Tag Archives: wakefield press

Interview with Poppy Nwosu, author of ‘Taking Down Evelyn Tait’

1 Apr

In these strange times, it’s hard for authors to get out and about so I’m going to be posting some interviews with authors of new releases. First up, is Poppy Nwosu. Poppy’s second young adult book, ‘Taking Down Evelyn Tait’ has just come out. I’ve read it and found it funny and heart-warming and just the type of book we need to be reading right now!

Poppy Nwosu

Poppy had a chat to me about her novel, the writing process and what she’s up to next…

LW: As this is your second novel, did you suffer from the dreaded ‘second-book syndrome’?

PN: This is a strange one, because although Taking Down Evelyn Tait is my second published book, it isn’t the second one I’d ever written, so I was pretty used to working through stories by the time I came to write this one.

On the flipside though, even though it wasn’t technically my second novel, YES, I totally suffered from the dreaded second book syndrome!

I wrote this one just before my debut was released, but already I had it in my head that there might be a potential audience for the book and I think that is what really held me back and made writing this story, at times, utterly excruciating … I had kind of stopped writing for myself, and was instead writing for an imaginary audience (that didn’t even exist yet!). And I was sure that imaginary audience was judging every word I put on the page.

It meant I couldn’t have fun with my story because I was so nervous about what other people would think of it.

I ended up having to stop and restart the entire manuscript, and this time, I wrote it exactly how I wanted to, without worrying what anybody else would think. It really helped and the words flowed so much more easily and I started having fun again!

LW: Where did the inspiration for this story come from?

PN: I always feel like I shouldn’t say this, because I am a writer and obviously I adore books, but really what drew me to writing was my love of stories in any shape or form, including movies and television. So basically, what I am saying is I am a massive film and television nerd, and I am often so inspired by the stories I watch (as well as read).

I was watching a fun English show called Misfits, which has a character that was very likable, but who had absolutely no filter, said the worst (most filthy) things in the world, and was constantly a trouble magnet who always did the wrong thing. I loved the balance of writing about such a flawed character, but also making them very loveable at the same time.

That was really the initial seed for my main character, Lottie, who is a troublemaker but, hopefully, a lovable and charming one, and the rest of the story really grew from there!

» **Extracted material**:
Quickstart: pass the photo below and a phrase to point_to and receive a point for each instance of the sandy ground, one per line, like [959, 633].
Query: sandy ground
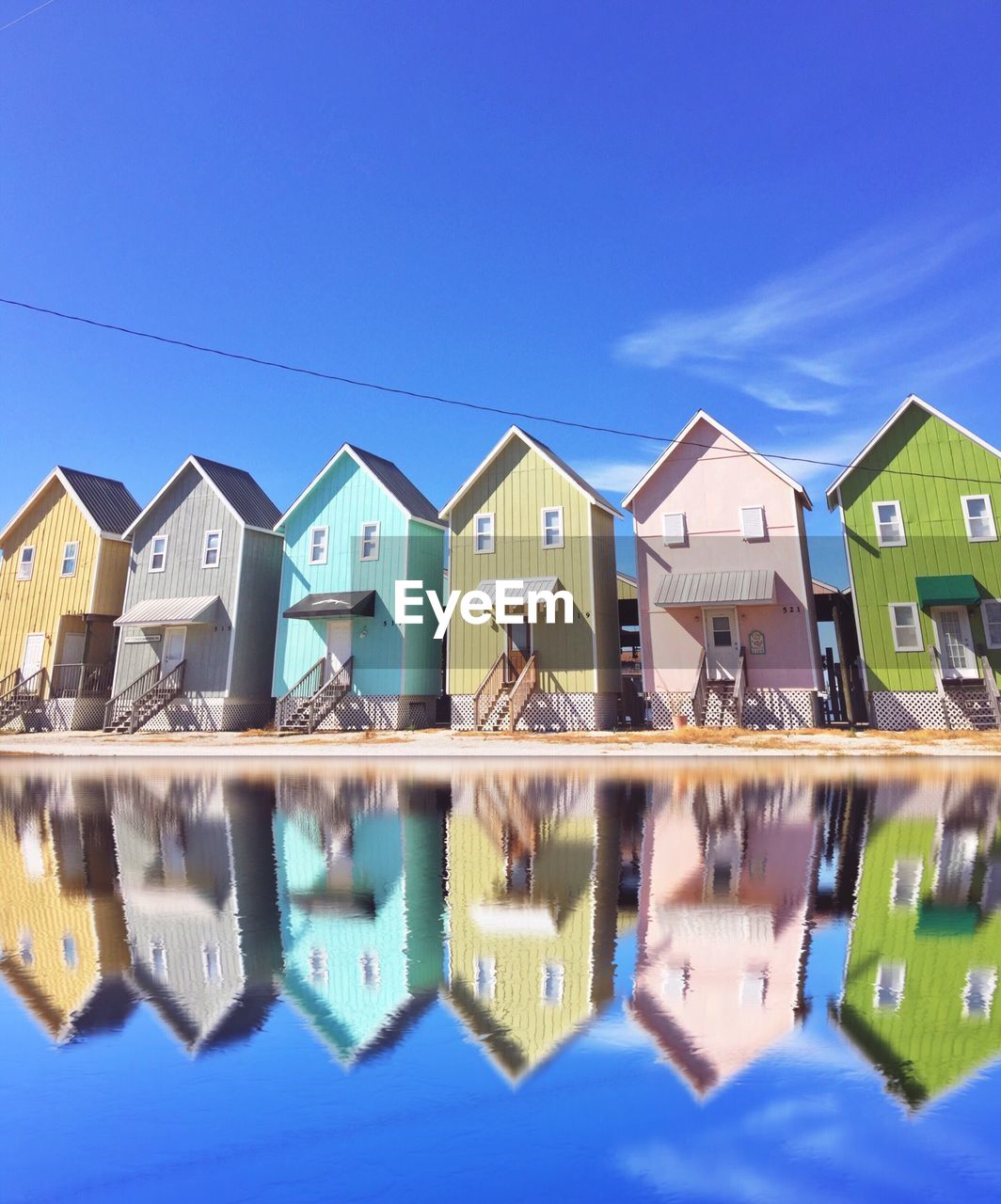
[443, 744]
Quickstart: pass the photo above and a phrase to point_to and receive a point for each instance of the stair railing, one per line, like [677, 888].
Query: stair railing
[304, 689]
[489, 691]
[522, 691]
[329, 695]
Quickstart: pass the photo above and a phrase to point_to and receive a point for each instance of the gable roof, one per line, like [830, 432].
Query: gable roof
[399, 486]
[106, 504]
[240, 493]
[909, 401]
[547, 452]
[678, 441]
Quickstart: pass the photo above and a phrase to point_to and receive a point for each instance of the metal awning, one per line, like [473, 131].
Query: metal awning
[738, 587]
[959, 589]
[170, 611]
[334, 606]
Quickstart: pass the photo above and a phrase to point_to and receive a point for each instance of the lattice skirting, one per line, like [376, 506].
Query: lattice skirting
[385, 710]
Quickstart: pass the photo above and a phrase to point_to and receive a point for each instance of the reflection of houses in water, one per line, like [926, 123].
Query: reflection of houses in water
[724, 911]
[922, 973]
[61, 932]
[198, 881]
[532, 890]
[360, 895]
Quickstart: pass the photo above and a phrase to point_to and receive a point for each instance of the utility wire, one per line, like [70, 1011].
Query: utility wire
[450, 401]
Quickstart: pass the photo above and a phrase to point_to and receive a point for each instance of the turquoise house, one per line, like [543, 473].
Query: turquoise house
[361, 924]
[341, 660]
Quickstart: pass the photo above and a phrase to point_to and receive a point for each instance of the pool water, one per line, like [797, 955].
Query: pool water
[758, 980]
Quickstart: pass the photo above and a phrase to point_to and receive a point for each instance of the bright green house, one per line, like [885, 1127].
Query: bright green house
[925, 949]
[920, 506]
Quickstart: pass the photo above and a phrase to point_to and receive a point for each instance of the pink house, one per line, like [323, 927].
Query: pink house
[726, 622]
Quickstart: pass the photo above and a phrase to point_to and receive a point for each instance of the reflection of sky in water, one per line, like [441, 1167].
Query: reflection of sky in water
[130, 1115]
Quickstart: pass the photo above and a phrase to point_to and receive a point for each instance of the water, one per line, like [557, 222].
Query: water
[716, 981]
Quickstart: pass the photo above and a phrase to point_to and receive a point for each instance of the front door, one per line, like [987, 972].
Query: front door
[954, 642]
[174, 649]
[722, 644]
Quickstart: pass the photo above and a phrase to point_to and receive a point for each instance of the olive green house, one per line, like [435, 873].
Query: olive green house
[920, 508]
[525, 523]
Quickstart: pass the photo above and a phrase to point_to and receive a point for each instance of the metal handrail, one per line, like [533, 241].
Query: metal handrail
[329, 695]
[522, 691]
[489, 690]
[304, 689]
[124, 699]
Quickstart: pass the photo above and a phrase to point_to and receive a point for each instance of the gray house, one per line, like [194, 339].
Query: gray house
[198, 627]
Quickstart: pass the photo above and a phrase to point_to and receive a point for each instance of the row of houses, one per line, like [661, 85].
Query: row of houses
[211, 610]
[210, 898]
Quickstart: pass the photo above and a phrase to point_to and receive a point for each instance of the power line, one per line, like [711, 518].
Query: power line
[451, 401]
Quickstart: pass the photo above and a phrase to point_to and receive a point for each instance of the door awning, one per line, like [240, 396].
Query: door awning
[347, 605]
[961, 589]
[738, 587]
[170, 611]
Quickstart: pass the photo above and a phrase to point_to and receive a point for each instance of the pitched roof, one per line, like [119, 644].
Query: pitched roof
[106, 504]
[393, 481]
[909, 401]
[678, 441]
[562, 467]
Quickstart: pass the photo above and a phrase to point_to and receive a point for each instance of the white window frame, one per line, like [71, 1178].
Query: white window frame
[151, 567]
[319, 559]
[895, 627]
[988, 516]
[984, 606]
[67, 546]
[558, 512]
[678, 538]
[490, 537]
[758, 532]
[901, 542]
[373, 540]
[206, 549]
[22, 576]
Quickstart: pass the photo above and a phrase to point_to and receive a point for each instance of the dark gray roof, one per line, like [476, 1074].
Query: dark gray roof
[108, 503]
[242, 493]
[400, 486]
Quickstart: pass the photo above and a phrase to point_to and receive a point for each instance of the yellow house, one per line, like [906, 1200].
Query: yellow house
[61, 926]
[61, 585]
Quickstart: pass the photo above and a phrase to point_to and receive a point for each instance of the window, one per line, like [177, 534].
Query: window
[907, 880]
[318, 546]
[70, 551]
[991, 610]
[978, 992]
[978, 515]
[370, 541]
[485, 978]
[753, 521]
[484, 532]
[675, 530]
[158, 554]
[889, 988]
[552, 527]
[889, 524]
[906, 627]
[210, 553]
[552, 983]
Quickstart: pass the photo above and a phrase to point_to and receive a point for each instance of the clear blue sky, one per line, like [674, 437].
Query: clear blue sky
[786, 214]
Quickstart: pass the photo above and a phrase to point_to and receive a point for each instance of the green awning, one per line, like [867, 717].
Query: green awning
[961, 589]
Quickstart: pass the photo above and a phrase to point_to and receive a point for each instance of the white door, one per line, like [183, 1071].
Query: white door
[954, 642]
[34, 652]
[174, 649]
[338, 645]
[723, 648]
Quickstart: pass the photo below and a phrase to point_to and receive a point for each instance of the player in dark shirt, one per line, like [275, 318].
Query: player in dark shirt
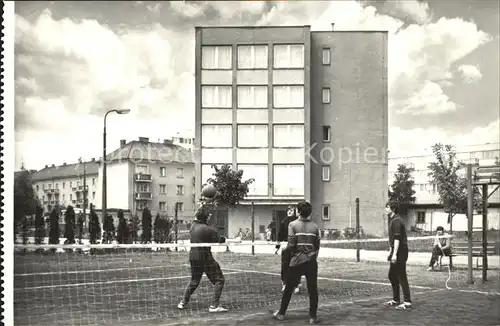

» **Your instructions**: Please reproduce the interview word for word, between "Poppy had a" and "write this one.", inclusive. The material has no connection to the interview.

» **Correct output**:
Poppy had a chat to me about her novel, the writing process and what she’s up to next…

LW: As this is your second novel, did you suffer from the dreaded ‘second-book syndrome’?

PN: This is a strange one, because although Taking Down Evelyn Tait is my second published book, it isn’t the second one I’d ever written, so I was pretty used to working through stories by the time I came to write this one.